WRITTEN PROBLEM A —
According to the passage on court reporting, what has been established about publishing photographs of defendants?

PASSAGE GIVEN —
[BEGIN]

The major trend, overall, is towards the sensationalisation of court proceedings, particularly those concerned with sexual crime, Within that trend there is another development: the practice of publishing ever larger and more dramatic photographs of defendants.

Taken individually, any of these developments might be defended simply on the grounds that it's a rough, tough world out there; competition, red in tooth and claw, means that the media are no place for the faint-hearted; and anyway, it's legal, isn't it? Taken collectively, however, these practices suggest another question, which can be posed equally bluntly: is the presumption of innocence a dead duck?

Let me take the question of photographs first. For quite some time this was a grey area, but more recently it has been established - not least by The Irish Times - that the publication of photographs of defendants did not of itself prejudice their right to a fair trial.

Common sense suggests that this is a reasonable view, but the way in which this newly confirmed freedom has been exercised, even though it is firmly within the law, suggests that the practice needs review.

In the tabloid press the relationship between photographs and text has always been inverse: it is a practice which is now spreading to the broadsheets.

The old adage that a picture is worth a thousand words is relevant here - all the more so when the picture, of a cowering (or defiant) defendant shackled publicly to a sturdy Garda wrist is set beside a mere few hundred words of aseptic court report. Long before the Nora Wall case there was an even more dramatic illustration of this, when a photograph of Brendan Smyth (admittedly after his conviction rather than before or during the proceedings) was shaded in the process of development or printing so that Smyth's face appeared surrounded by a sort of dark halo.

[END]

RECORDS FOR THE TASK —
[BEGIN]

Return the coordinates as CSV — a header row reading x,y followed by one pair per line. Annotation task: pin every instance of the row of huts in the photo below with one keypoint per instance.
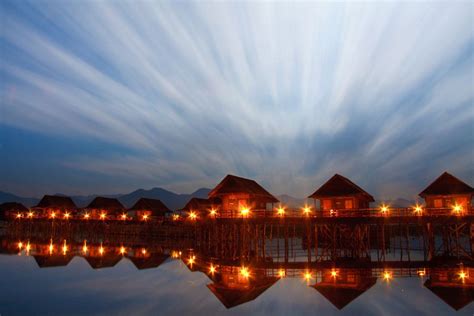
x,y
236,197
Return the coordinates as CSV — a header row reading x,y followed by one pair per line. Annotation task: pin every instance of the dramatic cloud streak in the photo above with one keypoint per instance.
x,y
179,94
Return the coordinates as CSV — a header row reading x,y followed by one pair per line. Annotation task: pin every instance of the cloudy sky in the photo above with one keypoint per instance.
x,y
107,97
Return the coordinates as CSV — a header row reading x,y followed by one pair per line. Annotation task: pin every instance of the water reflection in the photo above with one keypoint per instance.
x,y
241,267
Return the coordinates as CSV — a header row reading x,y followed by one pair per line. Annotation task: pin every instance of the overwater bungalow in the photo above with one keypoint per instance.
x,y
145,209
454,286
234,286
55,206
340,194
241,197
447,191
13,210
104,208
342,286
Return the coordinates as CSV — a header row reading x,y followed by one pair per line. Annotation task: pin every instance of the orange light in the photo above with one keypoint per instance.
x,y
245,211
84,247
306,210
384,209
387,276
281,211
418,209
245,272
281,273
212,269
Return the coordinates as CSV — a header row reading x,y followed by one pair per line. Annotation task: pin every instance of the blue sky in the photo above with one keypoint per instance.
x,y
110,96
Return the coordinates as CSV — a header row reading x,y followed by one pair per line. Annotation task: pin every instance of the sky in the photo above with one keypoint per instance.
x,y
112,96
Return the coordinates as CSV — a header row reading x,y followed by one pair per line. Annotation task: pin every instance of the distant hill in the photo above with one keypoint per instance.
x,y
172,200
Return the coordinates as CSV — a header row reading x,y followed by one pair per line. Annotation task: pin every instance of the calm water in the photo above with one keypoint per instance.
x,y
148,278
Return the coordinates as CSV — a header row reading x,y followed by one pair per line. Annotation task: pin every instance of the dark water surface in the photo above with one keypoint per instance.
x,y
147,278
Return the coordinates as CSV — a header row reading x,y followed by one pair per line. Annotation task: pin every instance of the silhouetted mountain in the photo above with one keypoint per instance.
x,y
171,199
8,197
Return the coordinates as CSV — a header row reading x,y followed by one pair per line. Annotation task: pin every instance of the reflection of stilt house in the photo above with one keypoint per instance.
x,y
340,194
449,286
55,206
10,210
342,286
151,208
447,191
239,194
232,288
105,208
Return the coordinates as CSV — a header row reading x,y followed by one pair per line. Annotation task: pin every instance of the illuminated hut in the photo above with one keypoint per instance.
x,y
242,197
10,210
340,193
448,191
342,286
454,286
105,208
233,288
201,207
149,209
55,206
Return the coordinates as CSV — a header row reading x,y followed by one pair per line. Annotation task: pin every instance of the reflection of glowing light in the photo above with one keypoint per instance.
x,y
245,211
384,209
306,210
281,273
244,272
463,275
212,269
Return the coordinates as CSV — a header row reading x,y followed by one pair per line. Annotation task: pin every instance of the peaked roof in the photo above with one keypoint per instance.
x,y
56,201
447,184
104,203
153,261
340,186
233,184
46,261
342,296
456,297
232,297
103,261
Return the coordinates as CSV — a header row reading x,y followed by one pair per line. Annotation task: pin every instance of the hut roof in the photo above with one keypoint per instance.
x,y
342,296
456,297
232,297
105,261
340,186
47,261
56,201
11,206
153,261
233,184
103,203
447,184
156,206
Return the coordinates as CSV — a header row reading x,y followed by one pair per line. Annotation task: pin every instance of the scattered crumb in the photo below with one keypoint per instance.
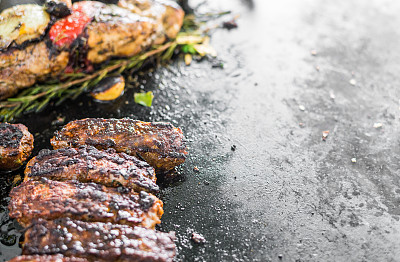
x,y
58,121
353,82
16,180
325,134
231,24
332,95
198,238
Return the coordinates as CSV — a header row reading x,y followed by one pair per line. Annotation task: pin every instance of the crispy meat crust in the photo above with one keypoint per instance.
x,y
22,68
116,31
50,258
16,144
159,144
87,164
167,14
98,241
83,201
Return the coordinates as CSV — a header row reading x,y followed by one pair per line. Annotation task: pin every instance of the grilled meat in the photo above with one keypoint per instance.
x,y
103,31
22,68
87,164
47,258
98,241
167,14
159,144
83,201
16,144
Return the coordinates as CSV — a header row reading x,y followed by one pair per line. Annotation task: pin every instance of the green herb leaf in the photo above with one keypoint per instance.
x,y
144,99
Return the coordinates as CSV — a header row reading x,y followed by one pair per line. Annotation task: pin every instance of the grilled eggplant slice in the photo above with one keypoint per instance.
x,y
91,202
160,144
98,241
22,23
110,88
16,145
87,164
22,68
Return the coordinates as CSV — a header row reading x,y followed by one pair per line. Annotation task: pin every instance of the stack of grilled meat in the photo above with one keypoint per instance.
x,y
38,42
91,198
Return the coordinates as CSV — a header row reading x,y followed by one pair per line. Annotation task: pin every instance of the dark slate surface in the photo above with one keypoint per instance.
x,y
284,194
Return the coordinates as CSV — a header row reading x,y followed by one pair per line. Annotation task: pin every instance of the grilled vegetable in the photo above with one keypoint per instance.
x,y
167,14
109,88
16,144
22,68
22,23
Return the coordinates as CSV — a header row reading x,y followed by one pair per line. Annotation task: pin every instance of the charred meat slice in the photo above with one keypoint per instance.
x,y
47,258
16,144
103,31
167,14
98,241
49,200
22,68
87,164
160,144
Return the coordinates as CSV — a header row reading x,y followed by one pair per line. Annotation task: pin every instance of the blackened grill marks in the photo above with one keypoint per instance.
x,y
160,144
49,199
87,164
10,135
98,241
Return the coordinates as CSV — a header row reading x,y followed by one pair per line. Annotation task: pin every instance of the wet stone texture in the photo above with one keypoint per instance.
x,y
292,71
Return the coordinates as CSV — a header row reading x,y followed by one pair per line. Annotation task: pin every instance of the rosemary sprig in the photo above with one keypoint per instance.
x,y
35,98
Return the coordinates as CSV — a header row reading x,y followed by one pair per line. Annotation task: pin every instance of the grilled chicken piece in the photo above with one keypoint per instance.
x,y
104,31
167,14
16,144
159,144
87,164
22,68
47,258
98,241
91,202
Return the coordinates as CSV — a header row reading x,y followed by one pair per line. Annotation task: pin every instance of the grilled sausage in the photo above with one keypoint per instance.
x,y
160,144
83,201
87,164
98,241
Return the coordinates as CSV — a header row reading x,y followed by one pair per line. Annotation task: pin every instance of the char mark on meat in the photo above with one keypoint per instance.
x,y
160,144
98,241
87,164
91,202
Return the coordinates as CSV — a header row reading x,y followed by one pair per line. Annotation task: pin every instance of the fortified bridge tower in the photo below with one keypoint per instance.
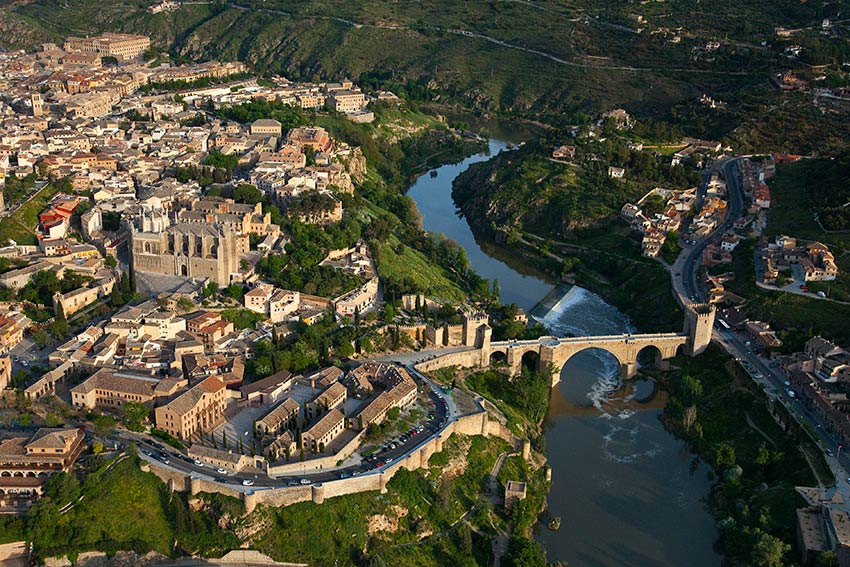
x,y
553,353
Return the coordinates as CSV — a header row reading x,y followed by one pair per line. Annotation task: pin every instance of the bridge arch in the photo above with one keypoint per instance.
x,y
498,358
561,359
649,356
530,359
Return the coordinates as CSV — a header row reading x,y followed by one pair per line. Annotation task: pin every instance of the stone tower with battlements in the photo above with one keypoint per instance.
x,y
471,324
699,323
37,105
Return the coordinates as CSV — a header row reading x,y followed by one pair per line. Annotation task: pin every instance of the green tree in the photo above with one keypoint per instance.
x,y
724,456
376,561
59,328
768,551
826,559
248,194
523,552
134,414
41,338
210,290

[END]

WRITTEN PROBLEM B —
Recast the listing as a two-column CSV with the header input,output, starting with the line containing "of the bridge" and going on through the end of the listing. Put each input and its matching output in one quoted field apiece, with line breaks turned into spaces.

EXERCISE OUTPUT A —
Publishing photographs of defendants did not of itself prejudice their right to a fair trial.

EXERCISE OUTPUT B —
input,output
"Return the coordinates as CSV — a header row reading x,y followed by one pair per line. Annotation task: pin every instance of the bridge arch in the photo above with one keypoint per instance.","x,y 498,358 561,359 649,356 530,359"
"Return the coordinates as CSV — a header row reading x,y followed by one pair per line. Annotation task: pin every instance of the stone tower with battlements in the photo above with one keypoint per instance.","x,y 471,324 699,323 37,105"
"Return the coordinates as CSV — a header row reading x,y followed by one pair per line. Annotation task: pin every instance of the green tree in the photo above with one keypoint per instance.","x,y 724,456 376,561 59,328 768,551 826,559 248,194 523,552 134,414 41,338 210,290"